WORK TO BE COMPLETED » Below are some records; repeat them all exactly, minus the pictures.

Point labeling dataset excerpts

_ _ _ _ _ _ _

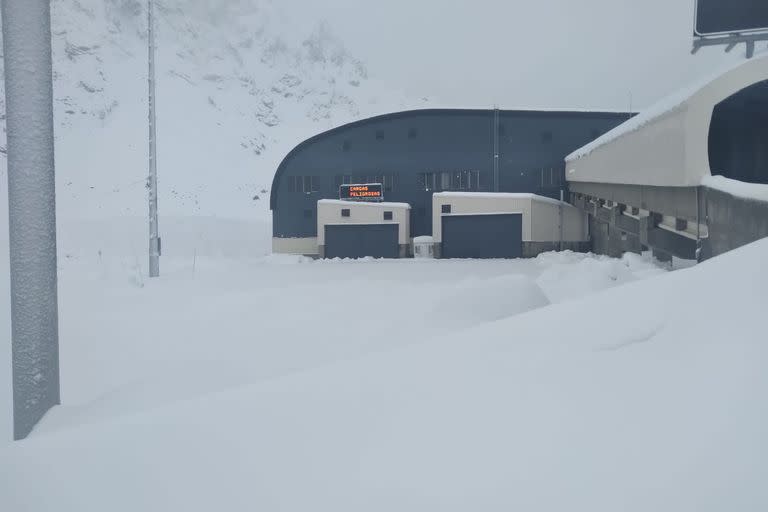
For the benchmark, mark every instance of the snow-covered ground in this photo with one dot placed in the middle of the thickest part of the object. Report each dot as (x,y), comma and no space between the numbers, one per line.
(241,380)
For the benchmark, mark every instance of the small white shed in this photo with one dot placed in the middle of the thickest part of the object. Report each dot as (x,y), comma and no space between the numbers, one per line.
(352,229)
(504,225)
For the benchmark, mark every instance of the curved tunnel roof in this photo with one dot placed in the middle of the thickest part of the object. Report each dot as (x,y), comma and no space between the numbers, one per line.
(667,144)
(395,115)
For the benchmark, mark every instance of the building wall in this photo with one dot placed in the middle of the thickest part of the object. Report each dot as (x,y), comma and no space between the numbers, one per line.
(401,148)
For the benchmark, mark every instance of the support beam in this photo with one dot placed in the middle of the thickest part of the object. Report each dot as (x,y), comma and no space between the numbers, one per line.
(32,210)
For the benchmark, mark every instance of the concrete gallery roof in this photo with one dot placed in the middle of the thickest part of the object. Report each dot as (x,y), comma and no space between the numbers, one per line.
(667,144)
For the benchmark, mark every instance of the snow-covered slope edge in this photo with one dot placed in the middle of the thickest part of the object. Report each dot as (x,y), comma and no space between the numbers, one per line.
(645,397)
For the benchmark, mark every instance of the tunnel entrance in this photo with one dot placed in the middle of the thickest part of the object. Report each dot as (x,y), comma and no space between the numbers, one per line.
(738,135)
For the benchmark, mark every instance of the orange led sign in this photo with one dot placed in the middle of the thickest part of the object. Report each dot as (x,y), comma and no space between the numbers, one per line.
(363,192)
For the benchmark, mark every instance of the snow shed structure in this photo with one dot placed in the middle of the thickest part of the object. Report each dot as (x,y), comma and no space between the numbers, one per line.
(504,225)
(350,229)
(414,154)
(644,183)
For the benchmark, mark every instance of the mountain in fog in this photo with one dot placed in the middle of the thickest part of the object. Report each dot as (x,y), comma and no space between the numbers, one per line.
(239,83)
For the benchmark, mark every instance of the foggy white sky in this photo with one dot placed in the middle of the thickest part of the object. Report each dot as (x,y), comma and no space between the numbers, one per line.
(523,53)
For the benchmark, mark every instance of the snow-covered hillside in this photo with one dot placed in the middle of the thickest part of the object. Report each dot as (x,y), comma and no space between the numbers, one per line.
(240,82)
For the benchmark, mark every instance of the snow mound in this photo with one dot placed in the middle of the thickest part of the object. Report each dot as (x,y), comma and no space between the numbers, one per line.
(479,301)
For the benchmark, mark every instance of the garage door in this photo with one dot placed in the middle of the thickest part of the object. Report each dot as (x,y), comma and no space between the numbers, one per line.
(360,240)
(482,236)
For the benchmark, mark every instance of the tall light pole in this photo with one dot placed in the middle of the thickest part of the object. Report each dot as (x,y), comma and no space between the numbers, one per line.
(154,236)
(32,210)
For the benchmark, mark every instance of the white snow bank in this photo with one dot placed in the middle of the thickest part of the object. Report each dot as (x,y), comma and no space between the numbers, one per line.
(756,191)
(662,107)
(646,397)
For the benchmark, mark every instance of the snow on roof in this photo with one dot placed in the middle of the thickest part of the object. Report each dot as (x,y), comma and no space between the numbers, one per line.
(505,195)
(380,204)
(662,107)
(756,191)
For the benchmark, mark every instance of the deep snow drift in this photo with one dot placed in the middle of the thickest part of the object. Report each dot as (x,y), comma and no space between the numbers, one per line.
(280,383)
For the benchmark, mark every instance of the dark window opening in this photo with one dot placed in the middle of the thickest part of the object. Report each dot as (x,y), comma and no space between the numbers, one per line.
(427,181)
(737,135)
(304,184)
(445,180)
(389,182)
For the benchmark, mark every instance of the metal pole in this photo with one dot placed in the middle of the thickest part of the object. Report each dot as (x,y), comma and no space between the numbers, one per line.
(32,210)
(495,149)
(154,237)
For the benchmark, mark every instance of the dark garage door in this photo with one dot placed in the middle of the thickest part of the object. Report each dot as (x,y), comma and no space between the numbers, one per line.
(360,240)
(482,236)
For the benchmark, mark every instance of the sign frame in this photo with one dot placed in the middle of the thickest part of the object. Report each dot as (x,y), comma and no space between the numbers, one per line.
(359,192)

_ _ _ _ _ _ _

EXPECTED OUTPUT »
For the benchmark, mark every instance of the snow-covered ground in this photo with one dot placed in the middle of the thickest part of the object. Report each dot as (x,y), comma and no space between the numbers, one per line.
(241,380)
For the benchmark, mark every instance of the small white shed in this photo with one dot placed in the middle of the thickest part of the object. Report each dot as (x,y), comma and no space between the numbers, one per line.
(352,229)
(504,225)
For the benchmark, mark every instance of the curved tunnel roof in this photo with one dot placed in the middle of the thickest part of the object. Report each dot as (x,y), comma and no space between the numbers, one per line.
(667,144)
(395,115)
For the benchmark, mark every instance of the building wall in this photo with one dot placed in the middle of the thickest part of the object. Report each dot as (x,y), comma and no space between the numbers, one per line.
(401,148)
For the benchmark, mark every instance of the support beam in this photo with one dot placed in the middle of the thickest part of the object. Report each dot as (x,y), comma and no space between the numbers, one per line.
(32,210)
For the benchmark, mark every instance of the concrete gallery roof in this photo with one dot placed in the middle of the thickest part of the object. Report each dot as (x,y), comma and no space between the numbers, one per line.
(667,144)
For the benchmark, mark every instance of the snow-covered slope edge in this photo with one dot placed in the middle of the thickest part of the object. Report each dot as (x,y), comma and no space between the numbers, one per line.
(645,397)
For the benchmark, mark every instance of the tunnel entrance in this photo with one dot placed in the middle of the thickest part of the object. Report each dot as (x,y), comma and no space between the numbers, one per line.
(738,135)
For the benchmark, mark every instance of the orange led sign in this photo with one dot placed in the middle of the thickest part of the object. Report each dot as (x,y), comma and no space between the numbers, one per line.
(363,192)
For the benchmark, mark every instance of the snow shed structure in this photo with one dot placed in the middle of the thickest part of the object. Report each dot as (x,y), comma and no space between the numbers, one per line.
(504,225)
(350,229)
(414,154)
(644,183)
For the benchmark, mark every instance of the mountain in fog in this photo with one dot placed in the middle of the thickest part of the object. Report each dot as (x,y), comma and no space between the numbers, one per line.
(239,83)
For the benchmark, mark every instance of the foggy white sky in this photo with one dot placed in the middle of the thickest part of the object. Report each dot as (x,y), comma and no space between the numbers, one per line.
(523,53)
For the benchmark, mark every instance of the snow-covered hillside in this photo with one dot placed in the middle of the thickest part of the object. Report each dot as (x,y), comma and no space between the numbers, one per line.
(240,82)
For the benchmark, mark every instance of the snow mound in this photo with one dot placed in the middle of the thickest part of the object. Report each dot as (x,y), comma and no space between the numbers, one per line.
(479,301)
For the benchmark, mark every instance of the garage door in this photo with one dot placed in the middle of the thickest part of the object. Report each dot as (x,y), comma and no space between the numbers, one per line.
(360,240)
(482,236)
For the benchmark, mark every instance of the tall light pole in this photo with one dot placed in the middle of the thickest part of the object. Report each dot as (x,y), comma and no space between the numbers, one per line.
(154,236)
(32,210)
For the benchmark, mark every instance of the white snow bank in this photo with one dot placed in the middle of the thickest part of the object. Report each dot as (x,y), comma and no space between the numbers, one per line.
(756,191)
(662,107)
(646,397)
For the benchmark, mark every instance of the snow on roof in this photo with one dot placed in the middle of the thickest part of the object. Report each dot as (x,y), comma and no space between the numbers, one per line.
(505,195)
(380,204)
(662,107)
(756,191)
For the benchmark, mark every instance of the deep snow drift in this photo with one dot placed in the middle of the thickest part of the object. Report each dot as (x,y), comma and no space between the numbers, one per line.
(280,383)
For the benchmark, mark every instance of the dark window opening in this photo with one dot placed in the middle of the thickest part of the object. Report each dot as (x,y), comma and no space between the numbers, one per line.
(427,181)
(737,135)
(304,184)
(445,180)
(389,182)
For the benchmark, mark every instance of the metal pole in this photo with one dot placed in the middle of the thickest part of the object. Report each dot as (x,y), comma and no space between the numbers, one per line.
(32,210)
(495,149)
(154,237)
For the benchmark, mark every instance of the dark garage door in this photo with one dot placed in the middle of the thickest part of the object. Report each dot as (x,y), comma and no space between the numbers, one per line.
(360,240)
(482,236)
For the benchmark, mark every instance of the sign frame in this photo with one dot placed in the middle of the thickest part of the object. Report each dot as (x,y), comma and no space between the numbers, one per line.
(359,192)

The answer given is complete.